==== TEXTE FOURNI

Le problème posé par Barth est enfin résolu. La mission Niger-Bénoué-Tchad a justifié son nom et prouvé par une expérience concluante l’existence d’une voie fluviale déversant, pendant la période des hautes eaux, le trop-plein du Logone par une vallée d’écoulement dans le bassin du Niger.

Réconfortés par le chaleureux accueil de leurs camarades du Chari, remis de leurs fatigues par un repos de quinze jours, les explorateurs profitèrent de leur présence dans la région du Tchad pour compléter leur enquête.

========
==== SECTION DES DONNÉES

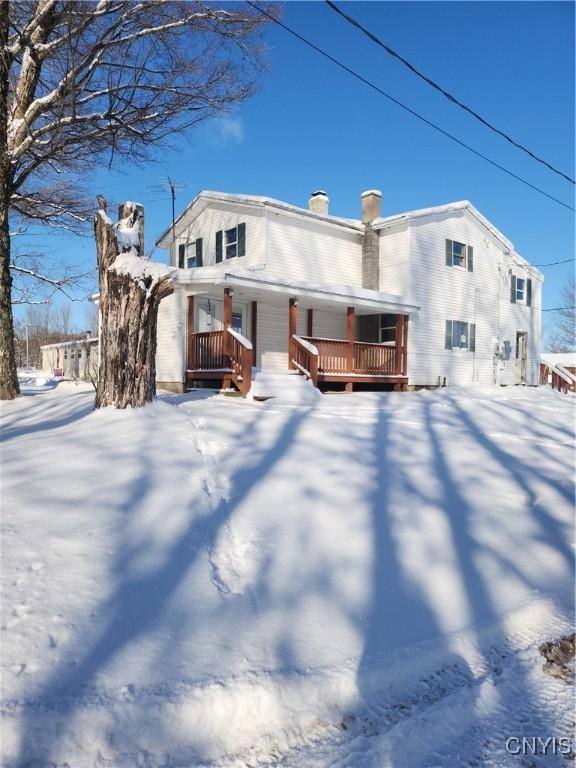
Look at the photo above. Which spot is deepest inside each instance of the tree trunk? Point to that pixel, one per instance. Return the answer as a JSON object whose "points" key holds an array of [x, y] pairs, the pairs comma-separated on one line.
{"points": [[128, 311], [9, 388]]}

========

**ÉNONCÉ DU PROBLÈME A:** Recopiez fidèlement le passage du texte fourni qui va de "Réconfortés par le" jusqu'à "compléter leur enquête." inclus.
**ÉNONCÉ DU PROBLÈME B:** Relevez, dans l'ordre de leur première apparition, tous les noms propres différents du texte fourni, en comptant le nom composé de la mission comme un seul nom.

**SOLUTION COMPLÈTE A:**
Réconfortés par le chaleureux accueil de leurs camarades du Chari, remis de leurs fatigues par un repos de quinze jours, les explorateurs profitèrent de leur présence dans la région du Tchad pour compléter leur enquête.

**SOLUTION COMPLÈTE B:** Barth, Niger-Bénoué-Tchad, Logone, Niger, Chari, Tchad